Unveiling superior NH3 sensing performance: ultrafast response and enhanced recovery kinetics in Ti3C2Tx/ZnO nano-hybrid sensors with UV-induced Schottky junctions

Abstract

Achieving high sensitivity and rapid response/recovery times at ambient temperatures remains a significant challenge in gas sensing. Ti₃C₂T_x MXenes have gained attention for their gas-sensing potential due to their high conductivity and active surface functional groups, but challenges such as limited sensitivity and slow response/recovery persist. In this study, we present an ultrafast, reversible Ti₃C₂T_x/ZnO hybrid composite sensor for NH₃ detection at room temperature. We evaluated the sensor's performance under both ambient and UV illumination conditions. Under ambient conditions, the Ti₃C₂T_x/ZnO sensor exhibited a 50-fold enhancement in sensitivity compared to pristine ZnO, with response and recovery times of 49 s and 39 s, respectively, at 10 ppm NH₃. Under UV illumination, the optimized Ti₃C₂T_x/ZnO configuration achieved a sensor response of 88 at 50 ppm NH₃, with ultrafast response and recovery times of 10 s and 13 s, respectively, at 10 ppm NH₃, and a limit of detection (LOD) of 0.1 ppm. These improvements are attributed to charge perturbation at the sensor surface facilitated by Ti₃C₂T_x/ZnO interactions and the formation of a Schottky barrier at their interface, accelerating adsorption–desorption kinetics. The sensor also demonstrated excellent selectivity for NH₃ and high long-term stability and repeatability, making it highly suitable for environmental monitoring, industrial safety, and medical diagnostics.

◆ **DATA FOR REVIEW**:
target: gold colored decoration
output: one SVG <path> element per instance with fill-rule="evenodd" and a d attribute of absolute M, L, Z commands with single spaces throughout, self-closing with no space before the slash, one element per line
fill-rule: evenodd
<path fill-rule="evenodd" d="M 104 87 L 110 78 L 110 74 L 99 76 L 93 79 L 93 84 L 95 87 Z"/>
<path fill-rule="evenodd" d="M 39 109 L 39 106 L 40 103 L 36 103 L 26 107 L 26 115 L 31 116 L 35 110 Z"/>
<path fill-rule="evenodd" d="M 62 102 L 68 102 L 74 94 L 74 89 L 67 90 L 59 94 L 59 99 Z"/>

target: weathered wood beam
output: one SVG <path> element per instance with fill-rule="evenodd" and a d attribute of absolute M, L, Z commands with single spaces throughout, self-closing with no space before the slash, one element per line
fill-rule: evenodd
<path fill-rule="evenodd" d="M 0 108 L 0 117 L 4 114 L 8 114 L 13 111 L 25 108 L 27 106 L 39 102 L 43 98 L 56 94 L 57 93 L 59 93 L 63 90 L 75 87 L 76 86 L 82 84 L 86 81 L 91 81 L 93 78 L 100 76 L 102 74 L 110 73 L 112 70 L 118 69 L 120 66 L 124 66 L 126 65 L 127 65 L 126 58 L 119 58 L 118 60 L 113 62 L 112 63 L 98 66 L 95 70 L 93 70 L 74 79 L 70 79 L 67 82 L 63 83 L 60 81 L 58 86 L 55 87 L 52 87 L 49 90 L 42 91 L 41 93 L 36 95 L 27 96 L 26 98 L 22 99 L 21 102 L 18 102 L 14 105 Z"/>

◆ **APPLY WHAT YOU READ**:
A) Name every application that the NH₃ sensor abstract says the sensor is highly suitable for.
B) In the NH₃ sensor abstract, what limit of detection did the optimized Ti₃C₂T_x/ZnO configuration reach under UV illumination?
C) Do these statements agree with the NH₃ sensor abstract? Answer yes or no for each, and quote the deciding words.
(i) Under ambient conditions, the Ti₃C₂T_x/ZnO sensor recovered in 39 s at 10 ppm NH₃.
(ii) Under UV illumination, the sensor response of 88 was measured at 10 ppm NH₃.
(iii) Under ambient conditions, the Ti₃C₂T_x/ZnO sensor was 50 times more sensitive than pristine ZnO.

◆ **SOLUTION SET**:
A) Environmental monitoring, industrial safety, and medical diagnostics.

B) 0.1 ppm.

C)
(i) Yes: "with response and recovery times of 49 s and 39 s, respectively, at 10 ppm NH₃"
(ii) No: "achieved a sensor response of 88 at 50 ppm NH₃"
(iii) Yes: "the Ti₃C₂T_x/ZnO sensor exhibited a 50-fold enhancement in sensitivity compared to pristine ZnO"